*** Begin section ***

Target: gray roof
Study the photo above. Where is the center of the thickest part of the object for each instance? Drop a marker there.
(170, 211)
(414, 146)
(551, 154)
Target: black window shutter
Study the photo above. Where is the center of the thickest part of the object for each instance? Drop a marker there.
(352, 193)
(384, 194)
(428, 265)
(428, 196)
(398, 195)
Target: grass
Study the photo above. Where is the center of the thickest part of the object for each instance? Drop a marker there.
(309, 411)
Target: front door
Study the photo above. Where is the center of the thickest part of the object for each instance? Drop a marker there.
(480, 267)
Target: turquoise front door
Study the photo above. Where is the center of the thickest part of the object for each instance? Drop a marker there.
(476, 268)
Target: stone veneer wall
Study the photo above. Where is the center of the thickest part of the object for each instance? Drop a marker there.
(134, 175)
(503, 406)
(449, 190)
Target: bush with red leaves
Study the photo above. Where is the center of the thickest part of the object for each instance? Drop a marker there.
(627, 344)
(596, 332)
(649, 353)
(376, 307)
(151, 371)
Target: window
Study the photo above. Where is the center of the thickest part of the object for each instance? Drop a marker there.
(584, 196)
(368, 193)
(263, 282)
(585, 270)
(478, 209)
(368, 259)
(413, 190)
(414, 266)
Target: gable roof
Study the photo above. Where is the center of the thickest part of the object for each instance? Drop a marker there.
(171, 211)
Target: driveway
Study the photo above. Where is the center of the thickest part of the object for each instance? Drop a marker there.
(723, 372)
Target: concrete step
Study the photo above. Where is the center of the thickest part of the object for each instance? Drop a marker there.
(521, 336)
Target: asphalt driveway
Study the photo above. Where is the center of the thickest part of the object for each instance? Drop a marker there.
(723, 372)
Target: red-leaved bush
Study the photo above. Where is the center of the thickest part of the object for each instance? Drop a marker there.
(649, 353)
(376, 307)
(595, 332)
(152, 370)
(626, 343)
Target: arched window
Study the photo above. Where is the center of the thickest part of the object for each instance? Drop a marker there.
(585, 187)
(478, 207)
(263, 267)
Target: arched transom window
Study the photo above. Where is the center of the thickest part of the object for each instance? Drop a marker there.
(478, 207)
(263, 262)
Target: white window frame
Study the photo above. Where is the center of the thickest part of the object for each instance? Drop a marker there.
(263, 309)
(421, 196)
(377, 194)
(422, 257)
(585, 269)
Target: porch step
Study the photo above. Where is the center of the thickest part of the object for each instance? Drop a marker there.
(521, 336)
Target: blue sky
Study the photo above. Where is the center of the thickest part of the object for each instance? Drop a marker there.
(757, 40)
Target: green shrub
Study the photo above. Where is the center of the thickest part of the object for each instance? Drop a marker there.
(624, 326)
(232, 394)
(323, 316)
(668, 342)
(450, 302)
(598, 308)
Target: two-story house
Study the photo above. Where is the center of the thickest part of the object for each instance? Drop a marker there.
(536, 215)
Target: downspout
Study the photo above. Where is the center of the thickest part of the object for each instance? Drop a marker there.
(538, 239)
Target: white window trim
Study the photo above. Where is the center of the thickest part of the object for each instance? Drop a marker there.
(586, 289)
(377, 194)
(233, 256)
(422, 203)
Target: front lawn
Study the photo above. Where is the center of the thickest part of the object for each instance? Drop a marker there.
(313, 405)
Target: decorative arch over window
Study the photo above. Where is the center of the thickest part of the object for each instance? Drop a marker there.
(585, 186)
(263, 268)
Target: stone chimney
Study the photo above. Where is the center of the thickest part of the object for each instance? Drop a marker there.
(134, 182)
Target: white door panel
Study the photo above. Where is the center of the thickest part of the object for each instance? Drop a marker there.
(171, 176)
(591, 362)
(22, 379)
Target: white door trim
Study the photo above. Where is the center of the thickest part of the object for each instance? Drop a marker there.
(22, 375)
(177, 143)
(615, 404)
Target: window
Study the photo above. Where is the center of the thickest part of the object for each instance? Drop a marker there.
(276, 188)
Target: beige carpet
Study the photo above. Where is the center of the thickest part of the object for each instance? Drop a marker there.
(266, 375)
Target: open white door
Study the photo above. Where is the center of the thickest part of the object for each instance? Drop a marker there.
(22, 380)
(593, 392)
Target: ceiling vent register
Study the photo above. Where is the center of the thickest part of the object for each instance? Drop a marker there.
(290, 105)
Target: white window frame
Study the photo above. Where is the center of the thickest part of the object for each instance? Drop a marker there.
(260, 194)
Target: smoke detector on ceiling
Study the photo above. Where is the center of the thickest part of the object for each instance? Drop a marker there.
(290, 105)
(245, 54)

*** End section ***

Every entry must be given again exactly as it reads.

Target: gray roof
Study the photo above. Where is the center of the thickest part of the object for each instance? Drop a marker there.
(170, 211)
(414, 146)
(551, 154)
Target: black window shutter
Study the photo above. Where is the center of the thickest part of the object for each instance? Drop a marker there.
(352, 193)
(384, 194)
(428, 265)
(428, 196)
(398, 195)
Target: grass
Study the photo above. Where is the center of the thickest part of the object for each instance? Drop a marker there.
(309, 411)
Target: front door
Study the photo above. Where is the center of the thickest part of the object for each instance? Drop a marker there.
(480, 267)
Target: turquoise front door
Study the photo above. Where is the center of the thickest part of the object for each instance? Drop a marker there.
(476, 268)
Target: stone veneer wall
Study the photo above. Where is the center of the thickest part of the object for each instance? Drop a marker there.
(134, 175)
(503, 406)
(449, 190)
Target: bush with red leaves
Study the photo above. Where is the center of the thickest part of the object for each instance? Drop a marker there.
(627, 344)
(596, 332)
(649, 353)
(376, 307)
(151, 371)
Target: window
Study the photo above. Where is the center of the thickest part of the object for each instance? Drop a marker there.
(584, 196)
(368, 193)
(263, 282)
(585, 270)
(478, 209)
(368, 259)
(413, 190)
(414, 266)
Target: gable roof
Study the photo above. Where is the center of the thickest part of the object for each instance? Drop a marker there.
(171, 211)
Target: driveway
Study the photo above. Where is the center of the thickest part of the object for each instance? Drop a marker there.
(723, 372)
Target: concrete step
Study the photo above. Where is the center of the thickest part of the object for each instance? Drop a marker there.
(521, 336)
Target: asphalt driveway
Study the photo above. Where is the center of the thickest part of the object for each instance? Drop a marker there.
(723, 372)
Target: red-leaved bush
Study the photo above. Where is the center of the thickest part of the object for each instance? Drop a marker there.
(649, 353)
(376, 307)
(595, 332)
(152, 370)
(626, 343)
Target: arched window
Study the photo above. Where is the center of the thickest part of the object for each instance? Drop a marker there.
(585, 187)
(478, 207)
(263, 267)
Target: arched transom window
Study the photo above. Where is the center of the thickest part of the object for each instance? Drop a marker there.
(478, 207)
(263, 262)
Target: white window frame
Study the photo above. Where is the center of the thickest part of the object for each instance? Drop a marker there.
(263, 309)
(421, 196)
(377, 194)
(422, 257)
(585, 269)
Target: porch step
Study the photo above. Where is the center of the thickest part of the object for each instance? Drop a marker there.
(521, 336)
Target: blue sky
Study the photo above. Where is the center of the thickest part of the object for each instance? Drop a marker there.
(757, 40)
Target: green shrub
Study the photo above. Where is the center of the thickest part of the object for each instance? Drop a marker there.
(624, 326)
(232, 394)
(323, 316)
(668, 342)
(450, 302)
(598, 308)
Target: two-story house
Study the photo above. Where is the center of the thickest part of the object for each instance? Drop a marker there.
(536, 215)
Target: downspout
Study the photo above. Where is the center of the thickest part of the object for each instance? Drop a marker there.
(538, 239)
Target: white window trim
Study the photo above. Where is the center of the thickest part of the object for each instance? Drop a marker there.
(586, 289)
(377, 194)
(233, 256)
(422, 203)
Target: front lawn
Study the photo above. Where is the center of the thickest part of the object for each instance? Drop a marker there.
(313, 405)
Target: decorative arch over window
Study the photo above. Where is the center of the thickest part of the object for each instance? Drop a marker there.
(585, 186)
(263, 268)
Target: stone chimney
Study the photo above. Where is the center of the thickest part of the object for each instance? Drop a marker there.
(134, 182)
Target: white door panel
Study the photo above. Where is the center of the thickest part of the object for each instance? Drop a marker there.
(171, 176)
(591, 362)
(22, 379)
Target: white door trim
Study the photo above. Where is the center of the thickest part of the object for each instance? Drop a marker there.
(22, 375)
(177, 143)
(615, 404)
Target: window
Study the photo above. Where is the center of the thickest part of the object for each instance? Drop a marker there.
(276, 188)
Target: beige carpet
Study the photo above. Where is the center of the thickest part of the object for each instance? Drop a marker there.
(266, 375)
Target: open white door
Study the photo above. Where is the center of the thickest part of the object for each instance? Drop a marker there.
(22, 380)
(593, 392)
Target: ceiling vent register
Study the photo above. Where is the center of the thickest part of the object for each instance? Drop a marker there.
(290, 105)
Target: white window frame
Study the photo above. Where is the center of the thickest part of the object for each instance? Drop a marker there.
(260, 194)
Target: smoke detector on ceiling
Study the photo above. Where is the center of the thickest part of the object for each instance? Drop a marker there.
(290, 105)
(245, 54)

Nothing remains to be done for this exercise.